• Passage to read:
= = = = = = =

Alexander Viktorovich Blokhin () (born 12 January 1951 in Ivanovo, RSFSR, Soviet Union) is a Russian diplomat. He served as the Ambassador Extraordinary and Plenipotentiary of the Russian Federation to Australia between 2005 and 2010. On 5 May 2011 he was appointed Ambassador of Russia to Turkmenistan.

Career 
Blokhin graduated from the Ivanovo Power Institute in 1974, and for the next three years worked in various capacities at Fizpribor in Kirov. From 1977–1978, Blokhin was attached to the USSR Ministry of Defence, and from 1983–1990 was the chief engineer of the Shchelkovo Bioindustrial Complex. 

In 1990, Blokhin was elected a member of the Supreme Soviet of Russia, and served until its dissolution in 1993. Since 1992, he has worked in the Ministry of Foreign Affairs.

Alexander Blokhin's first ambassadorial appointment came in 1995, when he was appointed at ambassador of Russia to Azerbaijan, a post he held until 1999. From January 2000 he was the Minister for Federal Affairs, Nationalities and Migration in Mikhail Kasyanov's Cabinet, until October 2001 when the position was abolished.

= = = = = = =

• Data listing:
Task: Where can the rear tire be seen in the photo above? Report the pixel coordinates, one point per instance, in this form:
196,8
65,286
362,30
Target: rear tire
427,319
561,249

= = = = = = =

• Required actions:
A – Decide whether each statement below agrees with the passage on Alexander Blokhin, answering yes or no for each and quoting the deciding words from the passage. (i) Blokhin graduated from the Ivanovo Power Institute in 1974. (ii) Blokhin remained ambassador to Azerbaijan until 2005. (iii) Blokhin became chief engineer of the Shchelkovo Bioindustrial Complex in 1977.
B – Extend the passage on Alexander Blokhin, picking up after its final sentence.

• Answers:
A –
(i) Yes: "Blokhin graduated from the Ivanovo Power Institute in 1974"
(ii) No: "a post he held until 1999"
(iii) No: "from 1983–1990 was the chief engineer of the Shchelkovo Bioindustrial Complex"

B –
In September 2002, he began his next ambassador post as Ambassador of Russia to Belarus, staying in Minsk until July 2005. On 10 November 2005, by decree of President Vladimir Putin, Blokhin was appointed as Ambassador of Russia to Australia. As Russia's ambassador to Australia, Alexander Blokhin was concurrently accredited as the non-resident ambassador to Fiji, Vanuatu and Nauru, in January 2006, February 2006 and March 2006, respectively.

Blokhin speaks Russian and English.

References 

Living people
1951 births
People from Ivanovo
Ambassador Extraordinary and Plenipotentiary (Russian Federation)
Ambassadors of Russia to Australia
Ambassadors of Russia to Belarus
Ambassadors of Russia to Azerbaijan
Ambassadors of Russia to Fiji
Ambassadors of Russia to Vanuatu
Ambassadors of Russia to Nauru
Ambassadors of Russia to Turkmenistan
Recipients of the Medal of the Order "For Merit to the Fatherland" I class
Recipients of the Order of Honour (Russia)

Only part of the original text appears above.